▸ **Source excerpt**:
+-------+
Managing Demand Avoidance in Autistic Life Partners: Understanding and Overcoming Challenges Together

Monday, January 6, 2025.

Demand Avoidance, often seen in folks on the autism spectrum, can create challenges in romantic relationships, particularly when it is misunderstood or poorly managed.

Rooted in anxiety rather than defiance, this behavior reflects a deep need for autonomy, control, and emotional safety.

When misinterpreted, Demand Avoidance can lead to profound interpersonal misunderstandings, eroding trust and emotional intimacy between partners.

By exploring the root causes of demand avoidance and adopting research-backed strategies, couples can navigate these challenges with empathy, compassion, and mutual growth.

What Drives Demand Avoidance? Anxiety, Overwhelm, and Misunderstanding

Demand Avoidance is not about a lack of willingness or effort—it’s a reaction to heightened anxiety and sensory overwhelm.
+-------+
▸ **Written task**:
Can you copy the piece on demand avoidance word for word, from "By exploring the" to "and sensory overwhelm."?
+-------+
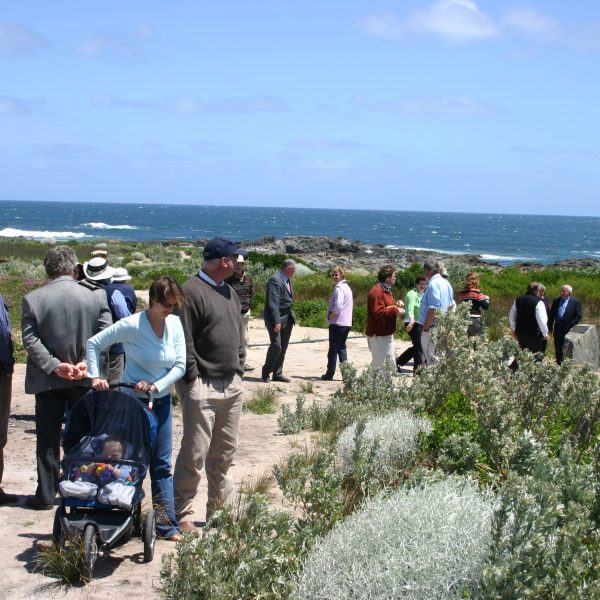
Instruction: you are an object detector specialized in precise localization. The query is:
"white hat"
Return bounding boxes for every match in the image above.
[83,256,115,281]
[113,267,131,283]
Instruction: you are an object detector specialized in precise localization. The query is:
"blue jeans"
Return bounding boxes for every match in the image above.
[150,394,179,538]
[325,324,350,377]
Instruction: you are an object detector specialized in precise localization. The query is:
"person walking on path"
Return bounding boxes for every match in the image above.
[396,275,427,373]
[508,281,548,358]
[548,283,583,365]
[261,258,296,383]
[458,272,490,337]
[21,246,112,510]
[0,270,18,504]
[321,267,353,381]
[226,254,254,371]
[87,275,186,542]
[365,265,404,369]
[173,237,246,533]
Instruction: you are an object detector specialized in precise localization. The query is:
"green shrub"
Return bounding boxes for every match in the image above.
[294,300,328,327]
[476,432,600,600]
[295,479,493,600]
[159,494,299,600]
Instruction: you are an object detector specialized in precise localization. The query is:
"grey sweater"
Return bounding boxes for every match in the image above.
[178,276,246,383]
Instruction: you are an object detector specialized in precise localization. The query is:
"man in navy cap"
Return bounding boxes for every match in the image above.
[173,237,246,532]
[0,258,18,504]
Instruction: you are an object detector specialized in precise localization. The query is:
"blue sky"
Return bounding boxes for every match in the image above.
[0,0,600,215]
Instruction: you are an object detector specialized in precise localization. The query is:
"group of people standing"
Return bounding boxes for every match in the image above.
[0,238,582,528]
[0,238,245,541]
[508,281,583,365]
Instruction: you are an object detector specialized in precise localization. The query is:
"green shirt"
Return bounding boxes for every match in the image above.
[404,288,423,323]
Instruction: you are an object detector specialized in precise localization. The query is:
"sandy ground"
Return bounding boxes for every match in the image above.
[0,319,407,600]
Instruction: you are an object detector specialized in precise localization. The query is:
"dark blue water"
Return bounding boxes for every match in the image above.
[0,201,600,264]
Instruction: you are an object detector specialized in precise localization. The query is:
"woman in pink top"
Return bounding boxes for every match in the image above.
[321,267,353,381]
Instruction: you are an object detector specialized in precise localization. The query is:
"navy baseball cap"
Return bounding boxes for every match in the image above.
[202,238,247,260]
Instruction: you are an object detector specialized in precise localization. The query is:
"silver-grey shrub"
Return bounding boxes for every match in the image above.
[295,478,493,600]
[337,410,431,481]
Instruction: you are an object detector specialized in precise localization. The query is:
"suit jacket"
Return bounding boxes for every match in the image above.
[263,271,296,328]
[21,275,112,394]
[548,296,583,331]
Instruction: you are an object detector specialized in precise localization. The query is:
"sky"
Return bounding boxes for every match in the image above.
[0,0,600,216]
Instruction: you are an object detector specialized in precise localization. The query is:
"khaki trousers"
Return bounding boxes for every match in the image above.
[367,335,396,369]
[173,375,243,521]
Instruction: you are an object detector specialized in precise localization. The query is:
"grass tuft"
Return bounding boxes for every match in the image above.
[244,385,279,415]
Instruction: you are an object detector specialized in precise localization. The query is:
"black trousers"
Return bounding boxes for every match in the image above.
[396,323,423,371]
[262,319,294,378]
[35,386,90,504]
[325,325,350,377]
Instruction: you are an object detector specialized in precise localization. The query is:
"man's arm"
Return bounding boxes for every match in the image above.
[569,298,583,329]
[548,299,558,331]
[265,277,283,325]
[508,302,517,333]
[535,300,548,339]
[110,290,131,319]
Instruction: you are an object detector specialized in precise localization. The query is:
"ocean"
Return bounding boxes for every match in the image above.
[0,200,600,265]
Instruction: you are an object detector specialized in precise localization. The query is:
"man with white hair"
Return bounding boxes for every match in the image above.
[173,237,246,533]
[261,258,296,383]
[548,283,583,365]
[419,261,455,365]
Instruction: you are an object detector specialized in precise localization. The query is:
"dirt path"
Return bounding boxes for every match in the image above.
[0,319,406,600]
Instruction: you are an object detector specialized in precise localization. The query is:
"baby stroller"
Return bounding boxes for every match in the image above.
[52,384,156,579]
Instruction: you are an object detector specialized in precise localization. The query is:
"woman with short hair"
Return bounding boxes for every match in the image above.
[87,275,186,542]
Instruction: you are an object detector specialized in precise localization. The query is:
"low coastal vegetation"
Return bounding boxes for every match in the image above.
[160,307,600,600]
[0,241,600,600]
[0,238,600,360]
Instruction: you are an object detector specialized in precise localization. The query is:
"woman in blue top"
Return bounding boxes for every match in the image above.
[87,275,185,542]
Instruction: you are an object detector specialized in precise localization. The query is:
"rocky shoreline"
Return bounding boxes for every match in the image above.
[168,236,600,272]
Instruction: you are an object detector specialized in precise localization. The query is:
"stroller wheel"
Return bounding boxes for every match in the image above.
[142,508,156,562]
[82,524,100,580]
[52,506,65,546]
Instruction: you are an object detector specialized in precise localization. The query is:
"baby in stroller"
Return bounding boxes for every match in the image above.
[60,436,138,508]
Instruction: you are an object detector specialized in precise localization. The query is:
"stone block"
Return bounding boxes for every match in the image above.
[563,323,598,369]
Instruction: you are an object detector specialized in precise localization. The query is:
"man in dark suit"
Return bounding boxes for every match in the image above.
[21,246,112,510]
[262,258,296,383]
[508,281,548,360]
[548,284,583,365]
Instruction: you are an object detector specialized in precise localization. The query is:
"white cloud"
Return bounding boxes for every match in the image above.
[77,31,140,60]
[29,143,119,161]
[304,158,350,173]
[502,7,562,38]
[0,96,44,116]
[0,23,50,57]
[361,0,499,42]
[408,0,498,42]
[92,94,288,115]
[355,96,502,116]
[361,12,406,40]
[286,138,365,150]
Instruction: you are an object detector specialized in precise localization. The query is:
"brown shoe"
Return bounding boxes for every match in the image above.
[179,521,200,535]
[0,488,19,504]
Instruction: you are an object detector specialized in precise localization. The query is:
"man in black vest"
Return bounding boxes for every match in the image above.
[104,267,137,383]
[548,284,583,365]
[508,281,548,353]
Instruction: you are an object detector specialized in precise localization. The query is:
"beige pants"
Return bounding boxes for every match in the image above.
[367,335,396,369]
[173,375,243,521]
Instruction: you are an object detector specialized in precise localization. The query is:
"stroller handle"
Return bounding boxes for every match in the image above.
[108,383,154,410]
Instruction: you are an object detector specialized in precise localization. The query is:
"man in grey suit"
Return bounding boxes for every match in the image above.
[21,246,112,510]
[262,258,296,383]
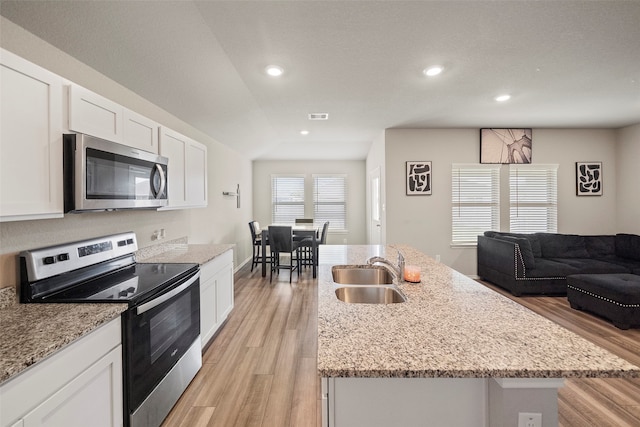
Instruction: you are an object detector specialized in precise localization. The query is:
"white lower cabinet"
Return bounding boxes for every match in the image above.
[0,318,123,427]
[200,250,233,347]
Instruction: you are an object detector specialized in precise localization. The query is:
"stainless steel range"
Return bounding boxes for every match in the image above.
[20,232,202,427]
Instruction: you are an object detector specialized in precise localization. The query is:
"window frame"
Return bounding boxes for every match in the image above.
[311,173,348,231]
[509,164,558,233]
[271,174,306,225]
[451,163,501,247]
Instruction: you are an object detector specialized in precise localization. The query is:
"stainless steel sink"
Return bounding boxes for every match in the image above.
[331,265,393,285]
[336,286,407,304]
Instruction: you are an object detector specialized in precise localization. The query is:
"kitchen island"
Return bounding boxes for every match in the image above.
[318,245,640,427]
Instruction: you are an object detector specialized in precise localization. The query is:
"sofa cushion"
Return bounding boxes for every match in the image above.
[527,258,580,279]
[495,235,536,269]
[616,233,640,261]
[567,274,640,305]
[550,258,630,274]
[584,235,616,259]
[536,233,589,258]
[484,231,542,258]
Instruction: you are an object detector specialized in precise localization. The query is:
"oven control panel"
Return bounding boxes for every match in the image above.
[20,232,138,282]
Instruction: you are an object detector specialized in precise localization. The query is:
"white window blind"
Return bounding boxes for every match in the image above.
[451,163,500,245]
[271,175,304,224]
[509,164,558,233]
[313,175,347,230]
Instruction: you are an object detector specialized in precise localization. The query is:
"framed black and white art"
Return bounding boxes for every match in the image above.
[407,162,432,196]
[480,128,533,164]
[576,162,602,196]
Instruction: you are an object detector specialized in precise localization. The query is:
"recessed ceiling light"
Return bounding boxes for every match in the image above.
[422,65,444,77]
[309,113,329,120]
[265,65,284,77]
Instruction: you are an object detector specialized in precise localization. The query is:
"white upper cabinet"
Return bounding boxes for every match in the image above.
[0,49,63,221]
[123,108,160,154]
[69,84,160,154]
[159,127,207,210]
[185,141,207,207]
[69,84,124,143]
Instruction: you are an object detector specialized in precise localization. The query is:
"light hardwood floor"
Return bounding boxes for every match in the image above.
[163,266,640,427]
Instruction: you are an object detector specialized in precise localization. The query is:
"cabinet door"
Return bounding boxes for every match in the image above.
[69,85,124,143]
[123,108,159,153]
[185,141,207,207]
[160,127,188,208]
[159,127,207,210]
[0,50,63,221]
[216,264,233,324]
[200,277,218,348]
[200,250,233,348]
[24,346,123,427]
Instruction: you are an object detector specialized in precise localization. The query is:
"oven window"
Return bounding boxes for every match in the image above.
[149,292,192,364]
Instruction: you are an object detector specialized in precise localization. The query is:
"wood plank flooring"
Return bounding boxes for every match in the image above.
[163,265,640,427]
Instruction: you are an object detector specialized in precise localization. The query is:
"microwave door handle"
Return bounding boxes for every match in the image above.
[152,163,167,199]
[136,272,200,316]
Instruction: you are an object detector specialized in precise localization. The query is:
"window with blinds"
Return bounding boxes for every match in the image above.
[451,164,500,245]
[271,175,304,225]
[313,175,347,230]
[509,164,558,233]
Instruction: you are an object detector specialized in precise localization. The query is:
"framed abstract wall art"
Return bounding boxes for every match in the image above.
[407,162,432,196]
[480,128,532,164]
[576,162,602,196]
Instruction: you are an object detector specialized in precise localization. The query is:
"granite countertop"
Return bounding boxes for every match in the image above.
[136,243,235,265]
[0,287,127,384]
[0,242,235,384]
[318,245,640,378]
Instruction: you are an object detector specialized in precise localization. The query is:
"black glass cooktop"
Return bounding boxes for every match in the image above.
[39,263,198,305]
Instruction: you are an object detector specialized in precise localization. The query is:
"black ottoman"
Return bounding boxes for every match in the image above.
[567,274,640,329]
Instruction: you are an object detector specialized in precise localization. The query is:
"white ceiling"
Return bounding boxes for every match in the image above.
[0,0,640,159]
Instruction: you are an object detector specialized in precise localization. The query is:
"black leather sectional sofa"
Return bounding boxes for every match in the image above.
[478,231,640,296]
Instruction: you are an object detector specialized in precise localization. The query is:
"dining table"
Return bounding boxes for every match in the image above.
[261,224,318,279]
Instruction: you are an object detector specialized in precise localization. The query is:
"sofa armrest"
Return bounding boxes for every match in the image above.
[478,236,524,277]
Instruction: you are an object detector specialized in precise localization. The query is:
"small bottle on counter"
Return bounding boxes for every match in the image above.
[404,265,420,283]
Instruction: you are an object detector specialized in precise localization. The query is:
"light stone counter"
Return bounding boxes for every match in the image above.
[0,287,127,383]
[318,245,640,378]
[136,242,235,265]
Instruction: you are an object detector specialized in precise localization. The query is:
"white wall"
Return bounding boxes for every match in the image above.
[617,124,640,234]
[254,160,366,245]
[0,17,252,286]
[365,132,387,245]
[384,129,617,275]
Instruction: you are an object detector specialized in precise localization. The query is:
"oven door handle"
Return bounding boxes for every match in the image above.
[136,271,200,315]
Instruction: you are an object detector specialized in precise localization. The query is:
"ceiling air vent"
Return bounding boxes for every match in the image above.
[309,113,329,120]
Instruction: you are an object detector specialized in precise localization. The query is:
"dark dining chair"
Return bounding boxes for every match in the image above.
[318,221,329,245]
[249,221,269,271]
[269,225,300,283]
[296,218,313,225]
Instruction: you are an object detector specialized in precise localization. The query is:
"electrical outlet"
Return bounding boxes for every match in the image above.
[518,412,542,427]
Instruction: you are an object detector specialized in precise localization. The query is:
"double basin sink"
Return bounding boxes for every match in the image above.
[331,264,407,304]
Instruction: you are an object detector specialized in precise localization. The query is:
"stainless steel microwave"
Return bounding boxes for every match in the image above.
[63,134,169,212]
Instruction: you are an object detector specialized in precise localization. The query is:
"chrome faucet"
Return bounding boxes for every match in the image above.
[367,251,404,283]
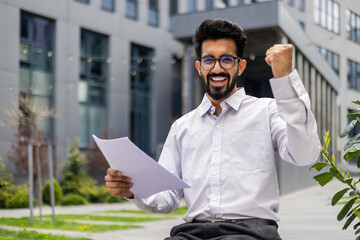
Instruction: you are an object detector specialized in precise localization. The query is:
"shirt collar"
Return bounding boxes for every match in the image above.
[199,87,246,117]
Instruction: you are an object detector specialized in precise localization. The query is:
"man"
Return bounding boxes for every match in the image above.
[105,19,319,240]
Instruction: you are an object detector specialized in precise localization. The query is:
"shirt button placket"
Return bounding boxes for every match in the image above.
[210,118,222,218]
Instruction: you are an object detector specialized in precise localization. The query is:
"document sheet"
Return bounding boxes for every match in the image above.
[93,135,190,198]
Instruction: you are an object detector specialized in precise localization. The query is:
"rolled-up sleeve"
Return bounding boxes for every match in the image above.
[269,70,320,166]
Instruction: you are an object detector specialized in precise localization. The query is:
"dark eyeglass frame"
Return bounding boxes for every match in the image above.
[198,55,241,71]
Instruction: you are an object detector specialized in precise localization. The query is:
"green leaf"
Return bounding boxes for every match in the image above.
[342,178,353,185]
[314,172,334,187]
[349,190,359,197]
[344,133,360,151]
[353,207,360,219]
[354,220,360,230]
[343,149,360,161]
[310,162,330,171]
[340,120,357,138]
[343,213,356,230]
[337,197,357,221]
[331,188,350,206]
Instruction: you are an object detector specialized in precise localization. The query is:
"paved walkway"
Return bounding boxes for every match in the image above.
[0,181,355,240]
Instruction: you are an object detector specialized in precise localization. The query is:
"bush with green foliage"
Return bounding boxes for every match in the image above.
[60,193,89,206]
[6,184,36,208]
[0,157,14,208]
[79,179,108,203]
[42,179,63,205]
[106,194,126,203]
[311,101,360,240]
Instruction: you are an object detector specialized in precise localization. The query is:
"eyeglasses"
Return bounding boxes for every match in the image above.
[200,55,241,71]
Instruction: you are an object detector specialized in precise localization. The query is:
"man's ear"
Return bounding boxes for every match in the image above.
[239,59,247,76]
[195,60,201,76]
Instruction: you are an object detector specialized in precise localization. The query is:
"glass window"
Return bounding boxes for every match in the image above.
[317,46,340,75]
[348,59,360,91]
[78,29,108,148]
[169,0,178,31]
[314,0,340,34]
[101,0,115,12]
[126,0,138,19]
[130,44,154,154]
[149,0,159,27]
[19,11,54,138]
[299,0,305,12]
[346,10,360,44]
[205,0,214,10]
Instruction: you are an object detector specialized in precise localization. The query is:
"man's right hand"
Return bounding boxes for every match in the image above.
[105,168,134,198]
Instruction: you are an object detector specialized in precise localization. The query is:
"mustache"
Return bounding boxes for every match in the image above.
[207,73,230,80]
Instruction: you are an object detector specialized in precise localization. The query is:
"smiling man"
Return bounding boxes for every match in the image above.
[105,19,320,240]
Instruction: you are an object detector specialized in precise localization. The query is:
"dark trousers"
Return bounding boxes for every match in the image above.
[165,222,281,240]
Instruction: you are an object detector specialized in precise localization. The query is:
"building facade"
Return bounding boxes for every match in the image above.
[174,0,360,193]
[0,0,360,193]
[0,0,182,181]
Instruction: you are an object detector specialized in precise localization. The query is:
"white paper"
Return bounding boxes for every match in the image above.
[93,135,190,198]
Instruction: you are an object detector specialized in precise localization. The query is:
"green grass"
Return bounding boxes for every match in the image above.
[44,214,164,223]
[0,217,141,232]
[106,207,188,216]
[0,228,91,240]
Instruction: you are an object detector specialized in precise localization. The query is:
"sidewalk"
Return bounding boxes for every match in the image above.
[0,181,356,240]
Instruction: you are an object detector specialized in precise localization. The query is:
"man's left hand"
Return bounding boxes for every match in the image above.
[265,44,294,78]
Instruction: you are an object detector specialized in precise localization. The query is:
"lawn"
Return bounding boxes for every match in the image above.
[0,228,91,240]
[0,217,141,232]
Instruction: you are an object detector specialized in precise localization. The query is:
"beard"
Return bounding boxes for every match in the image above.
[200,71,238,101]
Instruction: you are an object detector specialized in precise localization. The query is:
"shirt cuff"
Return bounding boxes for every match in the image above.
[270,70,301,100]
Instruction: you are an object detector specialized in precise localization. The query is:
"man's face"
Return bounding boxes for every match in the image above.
+-------+
▸ **Correct result**:
By exploring the root causes of demand avoidance and adopting research-backed strategies, couples can navigate these challenges with empathy, compassion, and mutual growth.

What Drives Demand Avoidance? Anxiety, Overwhelm, and Misunderstanding

Demand Avoidance is not about a lack of willingness or effort—it’s a reaction to heightened anxiety and sensory overwhelm.